Every two minutes someone in the U.S. is sexually assaulted, according to experts. One in six women will be the target of a rapist.
Nikki Saez, 27, said she was. But the Cook County State’s Attorney’s office declined to charge rape, citing inconsistencies in her story. Those who work with victims of sexual assault say the fact that she was not believed is not unusual.
L.B. Joseph -- the man Nikki Saez alleged raped her in 2012 -- was charged with battery, not rape, and Cook County Judge Peggy Chiampas ruled he was not guilty.
“What I primarily see in our world is a reluctance to believe women,” said Kaethe Morris Hoffer, executive director of the Chicago Alliance Against Sexual Exploitation. “Even when they report a rape and there’s no motive for making it up,” she said.
“It takes an extraordinary amount of courage to report a rape,” said author and activist Anne Ream. She was sexually assaulted in 1990 and has spent years talking to and telling the stories of rape survivors. Her recently released book is titled "Lived Through This."
“It’s an overwhelming experience,” Ream said, “and yet still, you have men and women who come forward, who say my story matters ... We owe them the chance to speak."
In Chicago, police report an 8 percent decline in the number of reported Criminal Sexual Assault cases since 2011, though experts say most rapes are never reported.
■ ■ ■ ■
» Actions to take:
a: Rewrite the stretch of the sexual assault article from "L.B. Joseph -- the" through "was not guilty.", replacing "battery" with "assault".
b: Continue the sexual assault article from its final sentence.
■ ■ ■ ■
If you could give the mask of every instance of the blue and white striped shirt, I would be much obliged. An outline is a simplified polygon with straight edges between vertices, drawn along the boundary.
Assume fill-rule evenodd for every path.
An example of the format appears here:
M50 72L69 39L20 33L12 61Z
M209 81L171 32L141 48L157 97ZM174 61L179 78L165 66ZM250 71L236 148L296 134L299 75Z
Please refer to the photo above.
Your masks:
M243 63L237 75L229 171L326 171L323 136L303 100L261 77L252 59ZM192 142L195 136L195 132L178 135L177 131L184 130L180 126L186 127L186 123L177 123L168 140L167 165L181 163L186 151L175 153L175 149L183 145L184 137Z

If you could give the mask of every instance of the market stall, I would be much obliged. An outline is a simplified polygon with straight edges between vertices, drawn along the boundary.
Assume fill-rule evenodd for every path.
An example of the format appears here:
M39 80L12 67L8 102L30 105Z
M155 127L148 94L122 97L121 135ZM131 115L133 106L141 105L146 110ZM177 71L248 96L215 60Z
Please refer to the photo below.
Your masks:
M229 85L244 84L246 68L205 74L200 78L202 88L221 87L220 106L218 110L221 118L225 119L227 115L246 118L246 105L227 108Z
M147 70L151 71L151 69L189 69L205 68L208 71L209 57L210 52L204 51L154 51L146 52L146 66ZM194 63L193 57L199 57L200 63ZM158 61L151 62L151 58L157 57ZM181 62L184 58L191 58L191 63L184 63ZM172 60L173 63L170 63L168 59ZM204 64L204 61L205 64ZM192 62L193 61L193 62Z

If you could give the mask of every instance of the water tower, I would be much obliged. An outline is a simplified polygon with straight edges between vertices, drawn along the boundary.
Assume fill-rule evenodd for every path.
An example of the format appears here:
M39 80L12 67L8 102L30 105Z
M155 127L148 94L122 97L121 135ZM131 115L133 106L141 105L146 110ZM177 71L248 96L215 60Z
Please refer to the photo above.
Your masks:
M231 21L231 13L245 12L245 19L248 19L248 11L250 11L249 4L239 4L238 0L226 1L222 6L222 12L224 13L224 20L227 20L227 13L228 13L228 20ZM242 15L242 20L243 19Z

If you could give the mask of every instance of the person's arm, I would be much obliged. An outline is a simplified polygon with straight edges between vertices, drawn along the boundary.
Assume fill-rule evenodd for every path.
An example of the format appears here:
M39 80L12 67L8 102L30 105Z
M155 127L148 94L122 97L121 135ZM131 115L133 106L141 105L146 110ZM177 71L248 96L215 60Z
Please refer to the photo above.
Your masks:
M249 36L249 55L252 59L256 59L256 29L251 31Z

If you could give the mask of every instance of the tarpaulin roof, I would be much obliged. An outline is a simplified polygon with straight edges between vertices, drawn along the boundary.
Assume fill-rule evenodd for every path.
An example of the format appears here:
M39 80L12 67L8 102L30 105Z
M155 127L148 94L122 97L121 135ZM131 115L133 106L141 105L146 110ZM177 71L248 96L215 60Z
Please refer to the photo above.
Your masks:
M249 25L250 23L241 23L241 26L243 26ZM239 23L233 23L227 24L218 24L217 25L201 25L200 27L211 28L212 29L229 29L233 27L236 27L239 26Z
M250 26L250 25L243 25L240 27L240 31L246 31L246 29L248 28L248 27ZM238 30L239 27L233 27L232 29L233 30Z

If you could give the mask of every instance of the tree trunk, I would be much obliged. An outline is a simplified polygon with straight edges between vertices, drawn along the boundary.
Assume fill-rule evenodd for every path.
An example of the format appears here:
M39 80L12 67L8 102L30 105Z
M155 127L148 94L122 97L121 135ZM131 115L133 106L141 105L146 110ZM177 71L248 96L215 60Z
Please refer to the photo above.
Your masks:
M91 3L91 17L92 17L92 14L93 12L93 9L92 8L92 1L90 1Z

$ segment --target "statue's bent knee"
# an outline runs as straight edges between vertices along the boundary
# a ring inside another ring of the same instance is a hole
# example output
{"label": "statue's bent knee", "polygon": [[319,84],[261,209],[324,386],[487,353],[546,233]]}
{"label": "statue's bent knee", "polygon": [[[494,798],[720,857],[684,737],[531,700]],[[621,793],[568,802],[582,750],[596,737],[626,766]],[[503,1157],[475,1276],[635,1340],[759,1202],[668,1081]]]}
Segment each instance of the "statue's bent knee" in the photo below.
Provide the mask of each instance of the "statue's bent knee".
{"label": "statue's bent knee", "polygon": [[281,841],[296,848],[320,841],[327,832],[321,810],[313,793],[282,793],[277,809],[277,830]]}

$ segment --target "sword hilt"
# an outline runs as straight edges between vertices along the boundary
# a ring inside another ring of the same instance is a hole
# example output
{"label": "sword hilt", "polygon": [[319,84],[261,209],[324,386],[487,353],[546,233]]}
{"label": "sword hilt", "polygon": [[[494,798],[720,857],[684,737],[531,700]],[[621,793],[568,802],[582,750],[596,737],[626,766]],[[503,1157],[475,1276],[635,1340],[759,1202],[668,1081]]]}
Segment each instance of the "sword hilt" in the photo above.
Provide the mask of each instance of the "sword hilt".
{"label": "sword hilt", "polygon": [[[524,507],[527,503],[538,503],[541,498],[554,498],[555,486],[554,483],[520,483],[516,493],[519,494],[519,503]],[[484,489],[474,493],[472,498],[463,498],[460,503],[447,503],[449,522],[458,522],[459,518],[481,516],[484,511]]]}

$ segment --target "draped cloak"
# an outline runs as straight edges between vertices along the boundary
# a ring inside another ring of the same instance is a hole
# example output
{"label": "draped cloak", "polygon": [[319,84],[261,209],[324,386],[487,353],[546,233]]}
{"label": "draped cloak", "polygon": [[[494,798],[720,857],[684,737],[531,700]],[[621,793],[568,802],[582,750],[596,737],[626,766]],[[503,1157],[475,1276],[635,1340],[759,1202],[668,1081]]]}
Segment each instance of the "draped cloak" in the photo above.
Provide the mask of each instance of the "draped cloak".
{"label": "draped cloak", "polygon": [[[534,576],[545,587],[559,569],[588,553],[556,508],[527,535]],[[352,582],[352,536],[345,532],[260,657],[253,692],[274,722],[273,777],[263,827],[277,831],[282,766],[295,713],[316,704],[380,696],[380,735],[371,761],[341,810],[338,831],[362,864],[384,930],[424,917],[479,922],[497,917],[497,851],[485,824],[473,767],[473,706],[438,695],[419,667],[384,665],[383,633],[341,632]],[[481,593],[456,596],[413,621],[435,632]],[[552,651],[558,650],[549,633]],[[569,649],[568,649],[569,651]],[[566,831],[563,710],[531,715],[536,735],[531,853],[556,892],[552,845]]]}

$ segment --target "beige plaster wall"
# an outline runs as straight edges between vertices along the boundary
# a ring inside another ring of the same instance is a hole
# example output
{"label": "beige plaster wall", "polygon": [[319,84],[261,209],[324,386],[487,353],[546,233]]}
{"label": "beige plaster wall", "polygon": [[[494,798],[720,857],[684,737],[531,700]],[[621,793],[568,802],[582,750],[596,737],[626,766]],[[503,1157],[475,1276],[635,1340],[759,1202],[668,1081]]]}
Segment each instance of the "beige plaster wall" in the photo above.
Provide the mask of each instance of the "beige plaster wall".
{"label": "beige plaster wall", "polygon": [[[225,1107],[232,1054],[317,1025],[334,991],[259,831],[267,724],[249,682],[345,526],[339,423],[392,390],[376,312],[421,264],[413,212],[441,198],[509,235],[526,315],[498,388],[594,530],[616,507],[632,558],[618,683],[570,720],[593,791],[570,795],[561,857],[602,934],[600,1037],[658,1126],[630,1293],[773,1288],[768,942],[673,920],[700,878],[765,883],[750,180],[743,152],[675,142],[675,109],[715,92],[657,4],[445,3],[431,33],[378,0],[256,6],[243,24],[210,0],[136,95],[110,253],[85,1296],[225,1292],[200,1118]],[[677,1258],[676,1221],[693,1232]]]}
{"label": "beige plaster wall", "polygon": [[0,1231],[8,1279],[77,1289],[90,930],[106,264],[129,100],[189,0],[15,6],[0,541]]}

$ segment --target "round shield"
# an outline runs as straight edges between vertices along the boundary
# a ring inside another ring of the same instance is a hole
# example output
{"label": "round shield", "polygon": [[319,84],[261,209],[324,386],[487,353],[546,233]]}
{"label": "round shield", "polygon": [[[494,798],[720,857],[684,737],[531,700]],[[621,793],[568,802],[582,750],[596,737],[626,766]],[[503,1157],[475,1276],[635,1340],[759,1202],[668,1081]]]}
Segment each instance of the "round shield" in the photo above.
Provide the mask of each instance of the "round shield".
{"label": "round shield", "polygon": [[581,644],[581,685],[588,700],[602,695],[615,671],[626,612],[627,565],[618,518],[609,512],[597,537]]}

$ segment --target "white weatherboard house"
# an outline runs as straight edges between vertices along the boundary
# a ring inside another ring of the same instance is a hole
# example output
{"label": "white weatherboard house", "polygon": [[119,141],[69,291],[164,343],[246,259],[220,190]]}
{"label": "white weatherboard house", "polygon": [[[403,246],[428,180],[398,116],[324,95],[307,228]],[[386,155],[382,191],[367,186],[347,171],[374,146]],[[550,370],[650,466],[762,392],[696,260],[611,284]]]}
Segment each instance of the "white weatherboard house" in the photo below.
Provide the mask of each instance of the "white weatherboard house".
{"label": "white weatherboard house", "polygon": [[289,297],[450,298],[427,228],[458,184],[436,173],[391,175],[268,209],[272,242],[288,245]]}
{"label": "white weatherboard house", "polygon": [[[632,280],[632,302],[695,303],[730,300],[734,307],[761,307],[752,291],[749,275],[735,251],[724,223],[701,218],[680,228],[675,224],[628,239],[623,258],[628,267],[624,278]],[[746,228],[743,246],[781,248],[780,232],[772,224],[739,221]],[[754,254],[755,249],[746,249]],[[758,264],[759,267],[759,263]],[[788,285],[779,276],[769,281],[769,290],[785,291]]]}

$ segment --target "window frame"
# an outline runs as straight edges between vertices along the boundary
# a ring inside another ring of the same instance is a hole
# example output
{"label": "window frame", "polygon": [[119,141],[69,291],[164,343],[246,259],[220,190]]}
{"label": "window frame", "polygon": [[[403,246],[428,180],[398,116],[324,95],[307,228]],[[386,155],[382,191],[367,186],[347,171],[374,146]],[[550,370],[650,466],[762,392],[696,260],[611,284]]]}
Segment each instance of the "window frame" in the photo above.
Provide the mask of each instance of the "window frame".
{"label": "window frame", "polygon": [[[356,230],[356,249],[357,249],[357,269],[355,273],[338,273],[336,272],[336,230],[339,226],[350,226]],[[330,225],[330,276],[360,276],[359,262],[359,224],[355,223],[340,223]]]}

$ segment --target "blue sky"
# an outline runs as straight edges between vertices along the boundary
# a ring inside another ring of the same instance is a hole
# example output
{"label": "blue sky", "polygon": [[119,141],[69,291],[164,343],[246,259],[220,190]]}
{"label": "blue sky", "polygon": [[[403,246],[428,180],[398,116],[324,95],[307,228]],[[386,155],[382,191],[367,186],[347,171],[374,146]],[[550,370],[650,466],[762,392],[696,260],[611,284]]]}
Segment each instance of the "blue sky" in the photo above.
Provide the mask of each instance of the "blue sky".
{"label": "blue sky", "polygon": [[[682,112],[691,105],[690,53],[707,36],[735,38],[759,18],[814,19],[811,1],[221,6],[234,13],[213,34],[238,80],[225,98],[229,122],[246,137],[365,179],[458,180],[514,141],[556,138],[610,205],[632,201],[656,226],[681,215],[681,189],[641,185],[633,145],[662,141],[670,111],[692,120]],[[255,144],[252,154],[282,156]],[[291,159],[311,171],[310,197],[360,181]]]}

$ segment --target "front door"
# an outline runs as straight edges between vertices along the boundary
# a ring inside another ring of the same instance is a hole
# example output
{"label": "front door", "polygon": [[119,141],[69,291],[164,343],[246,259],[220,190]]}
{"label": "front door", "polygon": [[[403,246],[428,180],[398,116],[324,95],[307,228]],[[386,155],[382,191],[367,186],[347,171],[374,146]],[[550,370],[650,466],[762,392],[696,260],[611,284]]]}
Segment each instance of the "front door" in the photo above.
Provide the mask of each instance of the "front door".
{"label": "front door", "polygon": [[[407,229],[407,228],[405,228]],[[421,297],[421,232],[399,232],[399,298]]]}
■ ■ ■ ■
» Answer section:
a:
L.B. Joseph -- the man Nikki Saez alleged raped her in 2012 -- was charged with assault, not rape, and Cook County Judge Peggy Chiampas ruled he was not guilty.

b:
Nikki Saez’s case was originally investigated by police as a rape. “Detectives yelled at me. They didn’t believe me,” she said in an interview. “It always turned out to 'why did I, why did I,' but it never came around that I said, 'no.'”
L.B. Joseph was arrested, but prosecutors declined to charge him with rape because they said Saez’s story was inconsistent. Police pursued the battery charge, a misdemeanor, in which the judge ruled in Joseph’s favor.
In September, Joseph and his brother were charged with six rapes dating back to 2003. Officials cited DNA evidence in pressing charges.
“When I first found out, I was devastated,” Saez said when asked what went through her mind when she heard the news.
Joseph and his brother have pled not guilty. Their next court appearance is later this month.
When asked why she decided to publicly recount what she said happened to her in March 2012, Saez replied, “Because there’s so much that our legal system let’s go.”